═════ Entries shown ═════

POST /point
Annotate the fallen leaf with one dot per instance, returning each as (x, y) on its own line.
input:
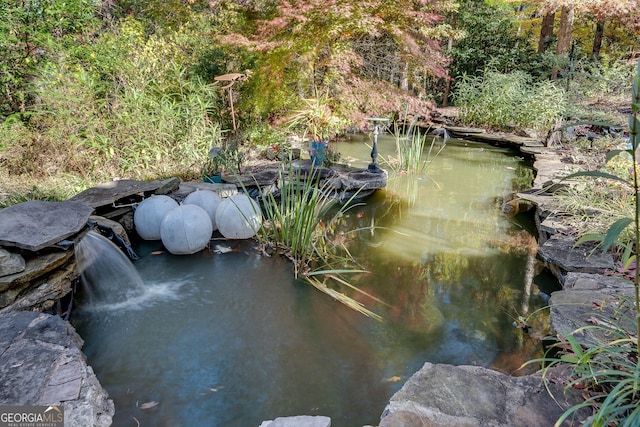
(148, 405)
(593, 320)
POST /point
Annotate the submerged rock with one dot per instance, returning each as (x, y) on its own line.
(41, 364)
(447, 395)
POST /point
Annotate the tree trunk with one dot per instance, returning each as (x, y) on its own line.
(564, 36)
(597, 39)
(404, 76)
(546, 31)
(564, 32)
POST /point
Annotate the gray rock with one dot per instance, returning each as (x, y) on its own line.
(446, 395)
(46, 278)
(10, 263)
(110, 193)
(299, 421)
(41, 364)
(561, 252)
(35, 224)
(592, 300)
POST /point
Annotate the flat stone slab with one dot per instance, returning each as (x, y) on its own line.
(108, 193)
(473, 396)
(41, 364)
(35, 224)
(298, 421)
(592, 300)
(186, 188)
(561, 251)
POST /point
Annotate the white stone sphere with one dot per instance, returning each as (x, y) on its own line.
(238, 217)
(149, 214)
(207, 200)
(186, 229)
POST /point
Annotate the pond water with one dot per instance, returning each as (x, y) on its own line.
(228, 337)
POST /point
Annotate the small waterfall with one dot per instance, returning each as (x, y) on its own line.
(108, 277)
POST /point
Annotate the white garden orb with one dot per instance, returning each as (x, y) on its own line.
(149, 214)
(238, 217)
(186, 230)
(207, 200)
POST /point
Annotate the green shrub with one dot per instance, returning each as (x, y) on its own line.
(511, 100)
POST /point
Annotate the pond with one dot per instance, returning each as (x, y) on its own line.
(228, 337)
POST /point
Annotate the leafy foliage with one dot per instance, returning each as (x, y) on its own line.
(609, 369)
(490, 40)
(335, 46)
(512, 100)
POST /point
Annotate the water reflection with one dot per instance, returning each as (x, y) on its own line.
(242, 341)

═════
═════ Entries shown ═════

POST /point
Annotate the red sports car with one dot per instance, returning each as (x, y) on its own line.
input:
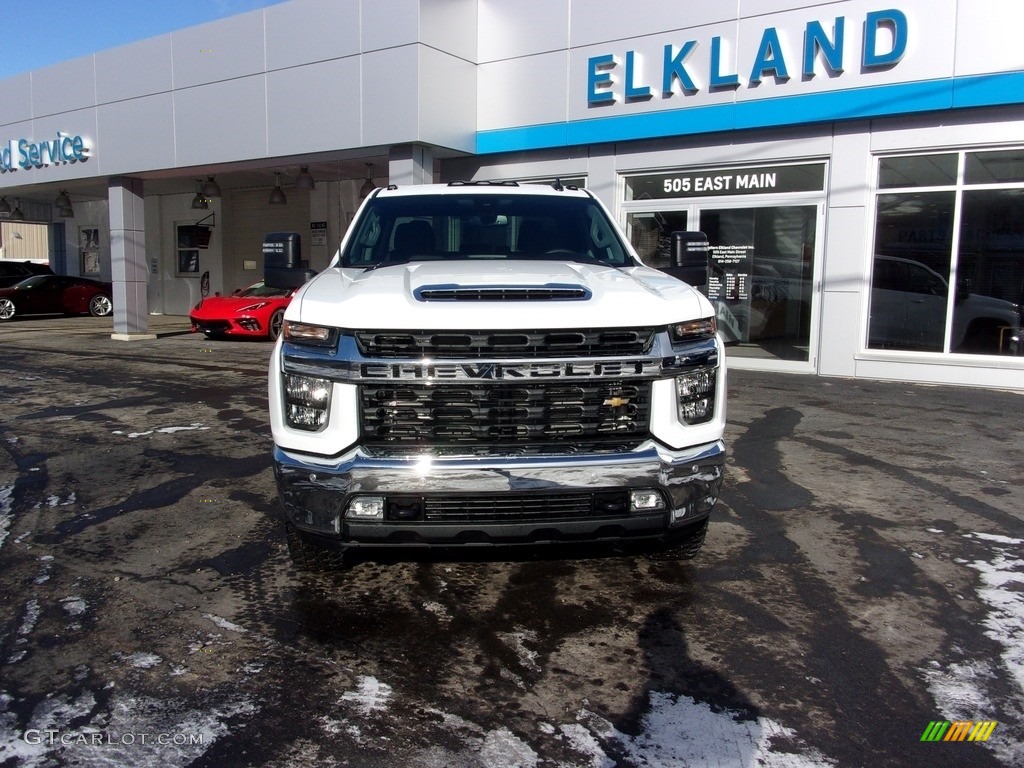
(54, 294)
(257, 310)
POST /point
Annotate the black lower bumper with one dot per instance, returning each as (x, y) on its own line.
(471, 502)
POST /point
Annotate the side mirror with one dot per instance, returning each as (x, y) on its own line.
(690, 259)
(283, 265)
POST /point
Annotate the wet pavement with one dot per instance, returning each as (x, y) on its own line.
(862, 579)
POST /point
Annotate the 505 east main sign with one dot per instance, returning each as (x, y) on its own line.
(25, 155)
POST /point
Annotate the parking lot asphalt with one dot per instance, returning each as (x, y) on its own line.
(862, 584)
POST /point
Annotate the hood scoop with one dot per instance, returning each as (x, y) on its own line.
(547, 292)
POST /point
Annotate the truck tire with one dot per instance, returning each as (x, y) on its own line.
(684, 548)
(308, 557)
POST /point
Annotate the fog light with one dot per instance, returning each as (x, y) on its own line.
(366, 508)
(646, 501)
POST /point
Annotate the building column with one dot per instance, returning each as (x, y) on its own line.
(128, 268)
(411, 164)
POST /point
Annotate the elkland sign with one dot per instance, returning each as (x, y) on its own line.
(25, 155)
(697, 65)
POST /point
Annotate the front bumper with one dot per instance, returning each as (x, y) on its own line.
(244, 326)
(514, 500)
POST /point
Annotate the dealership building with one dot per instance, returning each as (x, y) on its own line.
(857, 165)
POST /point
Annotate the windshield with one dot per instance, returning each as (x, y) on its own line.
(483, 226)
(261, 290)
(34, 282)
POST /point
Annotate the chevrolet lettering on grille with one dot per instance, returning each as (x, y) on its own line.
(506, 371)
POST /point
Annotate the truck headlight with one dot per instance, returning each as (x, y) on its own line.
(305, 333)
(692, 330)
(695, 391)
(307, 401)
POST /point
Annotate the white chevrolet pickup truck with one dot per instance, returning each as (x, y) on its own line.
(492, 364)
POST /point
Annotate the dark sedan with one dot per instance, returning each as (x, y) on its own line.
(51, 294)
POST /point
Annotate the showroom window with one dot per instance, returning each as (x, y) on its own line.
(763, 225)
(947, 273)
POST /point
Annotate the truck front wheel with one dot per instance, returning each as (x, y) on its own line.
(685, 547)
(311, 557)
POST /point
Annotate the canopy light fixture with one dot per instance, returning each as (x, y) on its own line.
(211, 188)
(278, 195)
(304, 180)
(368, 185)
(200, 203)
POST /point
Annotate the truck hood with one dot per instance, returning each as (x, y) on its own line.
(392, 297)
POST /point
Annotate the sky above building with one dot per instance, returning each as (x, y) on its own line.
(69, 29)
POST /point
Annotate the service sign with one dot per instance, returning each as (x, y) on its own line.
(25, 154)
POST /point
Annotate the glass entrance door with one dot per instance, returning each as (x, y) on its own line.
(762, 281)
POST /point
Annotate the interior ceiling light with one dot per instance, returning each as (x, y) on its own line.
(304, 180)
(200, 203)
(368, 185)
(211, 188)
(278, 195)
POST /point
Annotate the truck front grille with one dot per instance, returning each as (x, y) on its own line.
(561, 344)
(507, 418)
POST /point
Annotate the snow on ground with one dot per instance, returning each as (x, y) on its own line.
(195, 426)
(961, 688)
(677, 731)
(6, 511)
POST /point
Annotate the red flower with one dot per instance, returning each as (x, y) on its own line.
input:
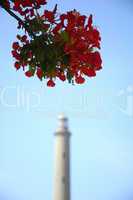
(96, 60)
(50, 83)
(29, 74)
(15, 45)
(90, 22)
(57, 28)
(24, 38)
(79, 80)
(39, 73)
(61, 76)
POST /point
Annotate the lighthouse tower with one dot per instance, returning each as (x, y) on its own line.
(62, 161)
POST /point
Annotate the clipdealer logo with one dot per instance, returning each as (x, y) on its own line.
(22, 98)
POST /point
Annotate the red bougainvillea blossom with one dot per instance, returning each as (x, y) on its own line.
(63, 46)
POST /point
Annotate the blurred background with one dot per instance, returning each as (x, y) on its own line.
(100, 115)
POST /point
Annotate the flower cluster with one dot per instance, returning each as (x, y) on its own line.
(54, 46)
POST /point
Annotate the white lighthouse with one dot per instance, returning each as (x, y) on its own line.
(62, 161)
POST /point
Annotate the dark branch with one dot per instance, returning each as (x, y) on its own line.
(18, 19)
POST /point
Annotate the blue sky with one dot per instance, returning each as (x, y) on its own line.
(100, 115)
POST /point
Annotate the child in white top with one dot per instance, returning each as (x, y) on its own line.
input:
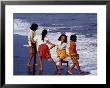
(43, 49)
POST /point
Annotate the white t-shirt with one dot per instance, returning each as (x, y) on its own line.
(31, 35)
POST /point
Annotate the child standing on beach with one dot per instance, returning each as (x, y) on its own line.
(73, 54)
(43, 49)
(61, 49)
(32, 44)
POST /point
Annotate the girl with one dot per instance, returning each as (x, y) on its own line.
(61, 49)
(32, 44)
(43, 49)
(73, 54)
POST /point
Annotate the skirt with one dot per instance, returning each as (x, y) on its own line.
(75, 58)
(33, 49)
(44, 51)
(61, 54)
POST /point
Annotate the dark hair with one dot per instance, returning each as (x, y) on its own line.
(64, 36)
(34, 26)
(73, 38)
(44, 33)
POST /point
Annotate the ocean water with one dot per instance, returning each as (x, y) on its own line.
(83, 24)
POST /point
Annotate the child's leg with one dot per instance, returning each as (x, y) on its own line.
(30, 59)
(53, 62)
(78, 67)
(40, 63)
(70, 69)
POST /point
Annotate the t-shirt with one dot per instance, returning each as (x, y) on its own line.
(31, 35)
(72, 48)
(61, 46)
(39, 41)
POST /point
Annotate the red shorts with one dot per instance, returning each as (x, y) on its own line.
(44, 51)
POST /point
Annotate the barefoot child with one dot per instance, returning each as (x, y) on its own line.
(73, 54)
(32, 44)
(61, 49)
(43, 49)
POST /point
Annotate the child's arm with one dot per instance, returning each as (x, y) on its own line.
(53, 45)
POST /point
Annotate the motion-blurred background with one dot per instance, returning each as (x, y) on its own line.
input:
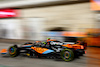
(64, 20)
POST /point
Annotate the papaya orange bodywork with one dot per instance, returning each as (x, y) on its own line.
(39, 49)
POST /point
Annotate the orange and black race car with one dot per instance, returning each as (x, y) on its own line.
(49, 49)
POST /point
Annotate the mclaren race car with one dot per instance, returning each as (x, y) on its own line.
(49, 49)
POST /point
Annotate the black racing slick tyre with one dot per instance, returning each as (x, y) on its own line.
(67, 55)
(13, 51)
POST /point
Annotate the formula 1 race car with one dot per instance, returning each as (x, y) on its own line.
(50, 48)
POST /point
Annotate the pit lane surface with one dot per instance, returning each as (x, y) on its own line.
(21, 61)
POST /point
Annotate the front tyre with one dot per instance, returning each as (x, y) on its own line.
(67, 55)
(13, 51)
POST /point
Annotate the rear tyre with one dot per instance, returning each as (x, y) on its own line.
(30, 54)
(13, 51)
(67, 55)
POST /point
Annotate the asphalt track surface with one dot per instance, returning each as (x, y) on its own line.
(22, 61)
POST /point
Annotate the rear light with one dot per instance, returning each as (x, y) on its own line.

═════
═════ Entries shown ═════

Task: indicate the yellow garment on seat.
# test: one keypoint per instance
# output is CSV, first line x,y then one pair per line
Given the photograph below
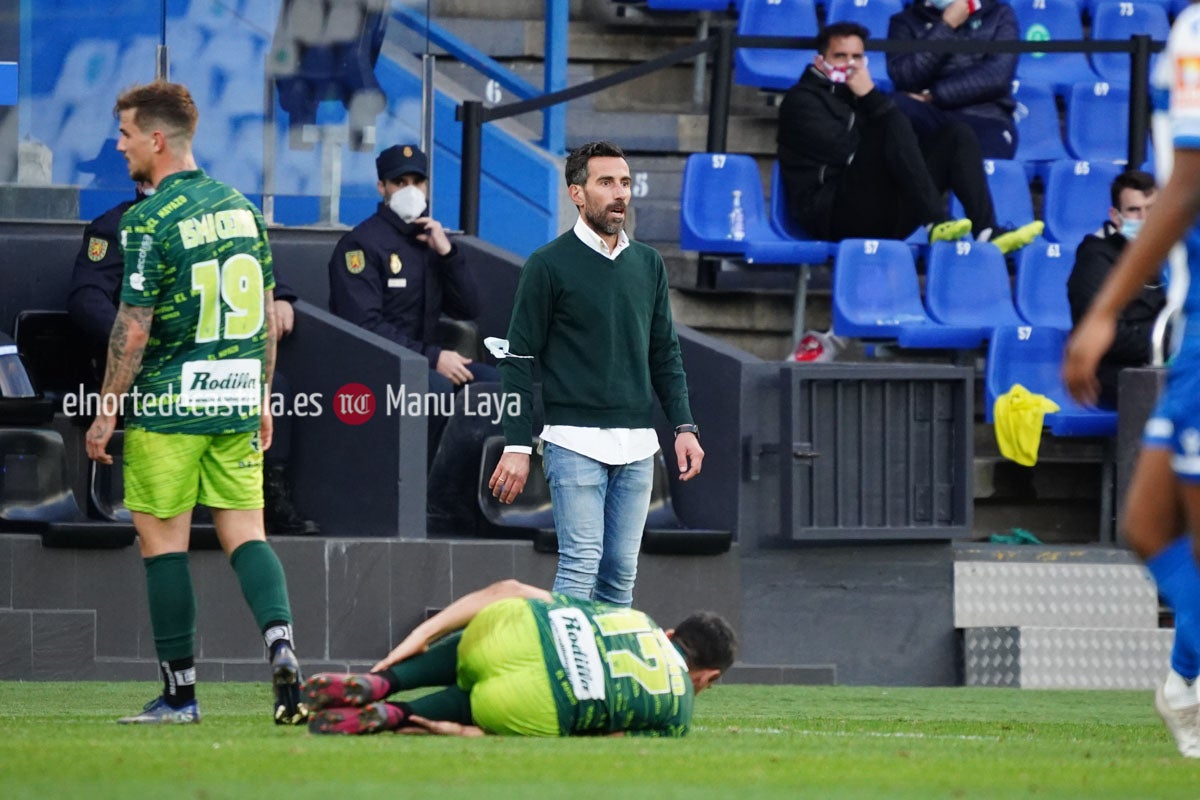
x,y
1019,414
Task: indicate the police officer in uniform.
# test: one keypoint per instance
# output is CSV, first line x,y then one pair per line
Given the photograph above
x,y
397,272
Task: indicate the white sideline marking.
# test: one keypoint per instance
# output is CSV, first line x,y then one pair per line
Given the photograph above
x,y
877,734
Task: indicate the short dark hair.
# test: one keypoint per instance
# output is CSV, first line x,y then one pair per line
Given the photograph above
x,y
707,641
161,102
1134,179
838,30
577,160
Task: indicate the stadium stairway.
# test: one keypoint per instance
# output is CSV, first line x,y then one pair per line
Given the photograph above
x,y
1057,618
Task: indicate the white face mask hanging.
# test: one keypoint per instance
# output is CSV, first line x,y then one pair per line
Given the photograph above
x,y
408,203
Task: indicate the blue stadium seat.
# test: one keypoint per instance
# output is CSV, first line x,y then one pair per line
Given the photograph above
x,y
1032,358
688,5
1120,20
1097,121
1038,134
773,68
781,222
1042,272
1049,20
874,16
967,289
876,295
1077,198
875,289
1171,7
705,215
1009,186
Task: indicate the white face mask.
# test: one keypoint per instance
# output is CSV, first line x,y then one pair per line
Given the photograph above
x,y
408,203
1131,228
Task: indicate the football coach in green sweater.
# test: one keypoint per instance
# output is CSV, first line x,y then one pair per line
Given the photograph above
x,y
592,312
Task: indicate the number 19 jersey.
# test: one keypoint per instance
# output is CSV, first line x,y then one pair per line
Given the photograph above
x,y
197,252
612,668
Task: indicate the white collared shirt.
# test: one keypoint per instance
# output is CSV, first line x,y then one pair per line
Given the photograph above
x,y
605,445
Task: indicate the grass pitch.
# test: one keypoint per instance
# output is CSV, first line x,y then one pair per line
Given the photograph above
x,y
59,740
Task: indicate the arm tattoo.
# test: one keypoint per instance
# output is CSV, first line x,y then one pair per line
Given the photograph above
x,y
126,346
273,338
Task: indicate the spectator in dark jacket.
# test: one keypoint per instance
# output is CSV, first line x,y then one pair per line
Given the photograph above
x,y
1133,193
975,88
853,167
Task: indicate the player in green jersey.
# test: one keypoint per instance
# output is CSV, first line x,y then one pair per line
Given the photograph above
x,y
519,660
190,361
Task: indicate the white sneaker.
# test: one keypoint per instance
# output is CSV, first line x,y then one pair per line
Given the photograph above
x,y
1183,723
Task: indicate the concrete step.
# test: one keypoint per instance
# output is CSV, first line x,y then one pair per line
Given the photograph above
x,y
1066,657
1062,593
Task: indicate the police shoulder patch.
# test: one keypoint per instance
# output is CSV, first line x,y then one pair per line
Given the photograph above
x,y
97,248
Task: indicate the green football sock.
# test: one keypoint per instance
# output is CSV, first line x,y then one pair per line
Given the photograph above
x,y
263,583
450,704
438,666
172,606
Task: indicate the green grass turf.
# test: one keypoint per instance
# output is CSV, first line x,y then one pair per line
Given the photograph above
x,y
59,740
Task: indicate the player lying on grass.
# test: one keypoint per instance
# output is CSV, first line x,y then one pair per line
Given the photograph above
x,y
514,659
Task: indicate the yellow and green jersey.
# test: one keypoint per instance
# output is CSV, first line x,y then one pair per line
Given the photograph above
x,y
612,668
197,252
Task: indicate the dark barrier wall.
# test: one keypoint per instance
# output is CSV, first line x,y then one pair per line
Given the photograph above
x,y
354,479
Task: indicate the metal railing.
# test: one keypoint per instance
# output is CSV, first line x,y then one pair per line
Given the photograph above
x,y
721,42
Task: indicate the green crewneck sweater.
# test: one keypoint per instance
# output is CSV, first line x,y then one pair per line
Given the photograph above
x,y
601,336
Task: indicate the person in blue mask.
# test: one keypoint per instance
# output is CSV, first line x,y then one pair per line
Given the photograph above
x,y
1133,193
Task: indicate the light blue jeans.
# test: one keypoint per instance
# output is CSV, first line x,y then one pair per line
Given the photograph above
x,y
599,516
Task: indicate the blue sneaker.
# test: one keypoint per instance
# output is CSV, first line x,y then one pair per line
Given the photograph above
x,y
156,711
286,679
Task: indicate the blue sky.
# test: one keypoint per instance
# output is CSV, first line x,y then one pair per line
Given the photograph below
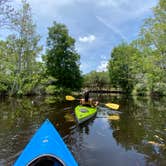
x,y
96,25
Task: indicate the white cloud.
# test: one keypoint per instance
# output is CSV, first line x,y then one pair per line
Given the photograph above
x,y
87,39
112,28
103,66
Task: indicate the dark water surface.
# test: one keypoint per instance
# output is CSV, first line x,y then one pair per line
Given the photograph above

═════

How many lines of the material above contain the string "sneaker"? Reply with the number only.

2